== Given information ==

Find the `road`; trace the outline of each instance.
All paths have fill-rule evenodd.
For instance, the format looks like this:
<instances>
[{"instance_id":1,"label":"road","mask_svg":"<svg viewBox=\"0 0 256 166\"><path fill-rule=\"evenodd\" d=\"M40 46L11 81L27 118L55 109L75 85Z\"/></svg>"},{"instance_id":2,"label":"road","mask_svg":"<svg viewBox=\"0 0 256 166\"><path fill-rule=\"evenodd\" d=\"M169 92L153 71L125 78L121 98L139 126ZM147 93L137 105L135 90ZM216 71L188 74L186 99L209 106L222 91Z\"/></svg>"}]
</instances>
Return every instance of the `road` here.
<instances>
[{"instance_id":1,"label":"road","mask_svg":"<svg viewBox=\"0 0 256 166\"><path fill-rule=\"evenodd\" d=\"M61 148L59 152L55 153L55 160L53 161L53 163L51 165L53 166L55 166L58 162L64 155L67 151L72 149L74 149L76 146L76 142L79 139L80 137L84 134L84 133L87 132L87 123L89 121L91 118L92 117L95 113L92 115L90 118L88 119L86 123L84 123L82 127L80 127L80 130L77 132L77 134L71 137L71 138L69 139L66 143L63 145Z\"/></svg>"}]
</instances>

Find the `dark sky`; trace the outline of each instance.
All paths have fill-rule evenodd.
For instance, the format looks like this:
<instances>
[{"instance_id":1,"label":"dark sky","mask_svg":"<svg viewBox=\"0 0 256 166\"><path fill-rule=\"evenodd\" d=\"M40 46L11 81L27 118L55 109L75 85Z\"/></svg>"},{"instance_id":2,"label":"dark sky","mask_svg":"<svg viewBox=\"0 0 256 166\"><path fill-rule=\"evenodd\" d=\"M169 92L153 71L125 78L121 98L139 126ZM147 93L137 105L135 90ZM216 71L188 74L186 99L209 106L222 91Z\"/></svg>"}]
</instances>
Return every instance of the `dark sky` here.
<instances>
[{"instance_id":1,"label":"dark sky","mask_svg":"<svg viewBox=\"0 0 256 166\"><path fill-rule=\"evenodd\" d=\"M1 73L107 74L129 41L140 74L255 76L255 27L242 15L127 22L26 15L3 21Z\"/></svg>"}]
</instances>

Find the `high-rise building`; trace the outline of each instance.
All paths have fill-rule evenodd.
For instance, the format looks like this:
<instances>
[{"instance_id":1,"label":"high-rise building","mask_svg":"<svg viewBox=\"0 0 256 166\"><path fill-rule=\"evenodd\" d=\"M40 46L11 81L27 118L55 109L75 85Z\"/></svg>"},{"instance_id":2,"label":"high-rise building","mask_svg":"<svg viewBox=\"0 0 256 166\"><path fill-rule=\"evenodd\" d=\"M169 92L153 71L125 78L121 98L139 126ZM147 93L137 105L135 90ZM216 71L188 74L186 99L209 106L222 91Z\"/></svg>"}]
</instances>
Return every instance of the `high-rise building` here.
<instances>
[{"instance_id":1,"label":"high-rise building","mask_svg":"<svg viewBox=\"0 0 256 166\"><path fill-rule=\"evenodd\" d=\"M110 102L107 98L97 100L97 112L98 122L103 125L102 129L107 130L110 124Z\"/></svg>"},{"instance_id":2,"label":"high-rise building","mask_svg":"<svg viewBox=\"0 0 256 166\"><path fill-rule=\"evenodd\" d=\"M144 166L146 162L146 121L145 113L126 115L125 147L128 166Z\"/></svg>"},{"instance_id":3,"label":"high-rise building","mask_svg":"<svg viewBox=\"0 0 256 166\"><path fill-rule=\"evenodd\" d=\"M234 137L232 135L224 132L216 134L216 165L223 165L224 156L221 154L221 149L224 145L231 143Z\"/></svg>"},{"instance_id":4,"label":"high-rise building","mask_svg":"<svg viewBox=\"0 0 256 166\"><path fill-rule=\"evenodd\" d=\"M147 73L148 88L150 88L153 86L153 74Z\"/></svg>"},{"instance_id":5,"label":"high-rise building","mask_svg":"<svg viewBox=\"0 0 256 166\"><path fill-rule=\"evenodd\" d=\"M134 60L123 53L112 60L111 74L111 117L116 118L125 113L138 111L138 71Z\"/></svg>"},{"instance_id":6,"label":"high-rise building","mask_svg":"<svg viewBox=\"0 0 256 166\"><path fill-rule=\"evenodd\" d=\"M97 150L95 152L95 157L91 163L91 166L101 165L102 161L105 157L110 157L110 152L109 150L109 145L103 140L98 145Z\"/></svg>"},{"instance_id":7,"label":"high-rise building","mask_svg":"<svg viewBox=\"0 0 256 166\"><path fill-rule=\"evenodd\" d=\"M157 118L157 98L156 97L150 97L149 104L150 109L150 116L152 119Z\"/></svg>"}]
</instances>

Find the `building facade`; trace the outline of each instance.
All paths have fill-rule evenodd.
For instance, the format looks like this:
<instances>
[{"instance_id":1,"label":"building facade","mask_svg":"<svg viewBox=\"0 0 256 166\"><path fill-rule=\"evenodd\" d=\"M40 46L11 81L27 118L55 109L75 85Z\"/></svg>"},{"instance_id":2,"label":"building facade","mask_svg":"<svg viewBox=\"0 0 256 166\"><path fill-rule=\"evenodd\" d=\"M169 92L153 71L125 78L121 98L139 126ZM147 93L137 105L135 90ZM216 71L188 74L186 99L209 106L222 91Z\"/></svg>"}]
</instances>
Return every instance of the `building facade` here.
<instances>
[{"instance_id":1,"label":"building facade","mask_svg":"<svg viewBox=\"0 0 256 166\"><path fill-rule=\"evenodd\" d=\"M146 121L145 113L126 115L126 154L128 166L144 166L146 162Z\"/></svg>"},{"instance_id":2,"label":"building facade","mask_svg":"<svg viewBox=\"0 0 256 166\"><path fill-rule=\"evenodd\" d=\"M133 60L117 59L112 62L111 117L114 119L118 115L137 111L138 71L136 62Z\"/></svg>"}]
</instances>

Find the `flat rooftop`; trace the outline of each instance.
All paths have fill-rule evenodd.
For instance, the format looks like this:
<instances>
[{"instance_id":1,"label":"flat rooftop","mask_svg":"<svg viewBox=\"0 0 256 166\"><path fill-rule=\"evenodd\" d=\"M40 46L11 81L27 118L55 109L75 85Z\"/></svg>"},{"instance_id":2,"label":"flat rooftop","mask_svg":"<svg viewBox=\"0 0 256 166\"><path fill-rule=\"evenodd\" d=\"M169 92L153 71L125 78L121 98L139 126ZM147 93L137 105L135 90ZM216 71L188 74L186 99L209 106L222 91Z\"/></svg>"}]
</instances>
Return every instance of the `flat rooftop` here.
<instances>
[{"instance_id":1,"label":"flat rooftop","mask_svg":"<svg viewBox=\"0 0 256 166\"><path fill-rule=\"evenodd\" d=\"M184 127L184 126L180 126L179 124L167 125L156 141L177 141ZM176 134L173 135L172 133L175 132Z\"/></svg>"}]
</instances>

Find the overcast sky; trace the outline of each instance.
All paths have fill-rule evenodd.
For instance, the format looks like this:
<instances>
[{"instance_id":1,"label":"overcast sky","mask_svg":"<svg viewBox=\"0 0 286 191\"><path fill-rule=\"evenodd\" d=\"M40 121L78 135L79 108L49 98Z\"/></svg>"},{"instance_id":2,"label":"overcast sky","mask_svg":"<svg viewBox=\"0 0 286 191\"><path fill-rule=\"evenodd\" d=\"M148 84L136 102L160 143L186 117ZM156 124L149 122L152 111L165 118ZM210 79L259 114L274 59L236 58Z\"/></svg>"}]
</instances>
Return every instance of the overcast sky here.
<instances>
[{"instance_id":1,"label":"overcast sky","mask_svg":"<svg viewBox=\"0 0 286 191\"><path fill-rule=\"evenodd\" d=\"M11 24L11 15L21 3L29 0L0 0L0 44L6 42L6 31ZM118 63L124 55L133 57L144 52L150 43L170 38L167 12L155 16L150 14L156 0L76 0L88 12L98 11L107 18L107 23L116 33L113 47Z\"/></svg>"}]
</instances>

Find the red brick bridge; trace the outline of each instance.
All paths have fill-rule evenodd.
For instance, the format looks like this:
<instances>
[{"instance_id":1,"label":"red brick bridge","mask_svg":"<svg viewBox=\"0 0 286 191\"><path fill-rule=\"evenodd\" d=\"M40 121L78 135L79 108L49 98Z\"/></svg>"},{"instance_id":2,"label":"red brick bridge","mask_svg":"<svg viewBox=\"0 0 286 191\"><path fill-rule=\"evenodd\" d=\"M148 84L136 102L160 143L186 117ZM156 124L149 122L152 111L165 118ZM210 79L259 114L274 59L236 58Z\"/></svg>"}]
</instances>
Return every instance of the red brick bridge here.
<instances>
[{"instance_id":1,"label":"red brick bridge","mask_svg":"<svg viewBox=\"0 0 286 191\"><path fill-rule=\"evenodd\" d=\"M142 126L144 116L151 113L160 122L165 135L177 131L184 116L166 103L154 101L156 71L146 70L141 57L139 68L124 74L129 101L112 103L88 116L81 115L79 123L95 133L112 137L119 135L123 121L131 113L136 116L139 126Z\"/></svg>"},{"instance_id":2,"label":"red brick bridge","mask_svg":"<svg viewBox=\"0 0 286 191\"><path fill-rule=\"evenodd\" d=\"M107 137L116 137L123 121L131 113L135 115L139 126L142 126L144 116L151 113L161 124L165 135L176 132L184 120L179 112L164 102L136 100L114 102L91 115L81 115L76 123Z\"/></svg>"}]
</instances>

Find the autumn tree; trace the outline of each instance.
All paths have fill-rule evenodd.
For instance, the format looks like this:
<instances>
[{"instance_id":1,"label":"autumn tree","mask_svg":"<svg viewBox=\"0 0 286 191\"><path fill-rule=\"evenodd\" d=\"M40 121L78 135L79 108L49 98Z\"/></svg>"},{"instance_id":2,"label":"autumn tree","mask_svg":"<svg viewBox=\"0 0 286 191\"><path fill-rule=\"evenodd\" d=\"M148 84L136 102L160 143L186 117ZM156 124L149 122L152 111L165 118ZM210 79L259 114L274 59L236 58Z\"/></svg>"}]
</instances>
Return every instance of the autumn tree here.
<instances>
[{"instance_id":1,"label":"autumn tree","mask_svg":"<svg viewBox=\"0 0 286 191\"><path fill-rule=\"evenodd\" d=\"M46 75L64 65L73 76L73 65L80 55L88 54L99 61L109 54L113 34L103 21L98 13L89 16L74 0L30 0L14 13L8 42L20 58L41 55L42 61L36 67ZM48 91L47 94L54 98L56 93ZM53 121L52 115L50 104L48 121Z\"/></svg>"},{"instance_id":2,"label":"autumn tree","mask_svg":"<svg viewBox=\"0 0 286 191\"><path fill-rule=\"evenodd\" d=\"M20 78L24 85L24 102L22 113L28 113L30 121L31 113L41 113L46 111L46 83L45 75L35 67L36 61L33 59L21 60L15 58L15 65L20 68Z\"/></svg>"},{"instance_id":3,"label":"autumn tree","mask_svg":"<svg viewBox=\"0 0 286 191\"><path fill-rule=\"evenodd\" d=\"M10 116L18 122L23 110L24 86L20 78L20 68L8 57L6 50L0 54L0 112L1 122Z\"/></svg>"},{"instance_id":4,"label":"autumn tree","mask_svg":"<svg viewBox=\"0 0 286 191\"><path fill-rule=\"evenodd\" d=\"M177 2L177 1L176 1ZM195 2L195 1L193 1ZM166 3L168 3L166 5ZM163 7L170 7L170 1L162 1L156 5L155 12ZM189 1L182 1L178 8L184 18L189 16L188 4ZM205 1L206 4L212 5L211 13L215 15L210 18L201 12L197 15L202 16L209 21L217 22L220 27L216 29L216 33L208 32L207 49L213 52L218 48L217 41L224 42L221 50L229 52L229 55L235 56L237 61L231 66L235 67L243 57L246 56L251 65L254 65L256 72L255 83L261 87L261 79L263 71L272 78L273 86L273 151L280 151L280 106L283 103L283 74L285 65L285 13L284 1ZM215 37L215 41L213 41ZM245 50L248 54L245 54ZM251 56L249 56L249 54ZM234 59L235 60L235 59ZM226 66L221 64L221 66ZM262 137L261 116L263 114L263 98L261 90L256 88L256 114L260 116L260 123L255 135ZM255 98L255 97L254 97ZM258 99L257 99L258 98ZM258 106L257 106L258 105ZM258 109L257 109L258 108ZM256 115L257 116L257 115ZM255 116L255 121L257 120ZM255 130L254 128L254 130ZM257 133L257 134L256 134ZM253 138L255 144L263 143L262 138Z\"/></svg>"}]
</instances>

===

- [Aim]:
Collect every line of the records above that contains the word "trace", matching case exactly.

- [Response to the exercise]:
Find the `road`; trace the outline of each instance.
Find the `dark sky`; trace the outline of each instance.
Find the `high-rise building`; trace the outline of each instance.
Find the `building facade`; trace the outline of each instance.
Find the `flat rooftop`; trace the outline of each instance.
Find the overcast sky; trace the outline of each instance.
Find the red brick bridge; trace the outline of each instance.
Find the autumn tree; trace the outline of each instance.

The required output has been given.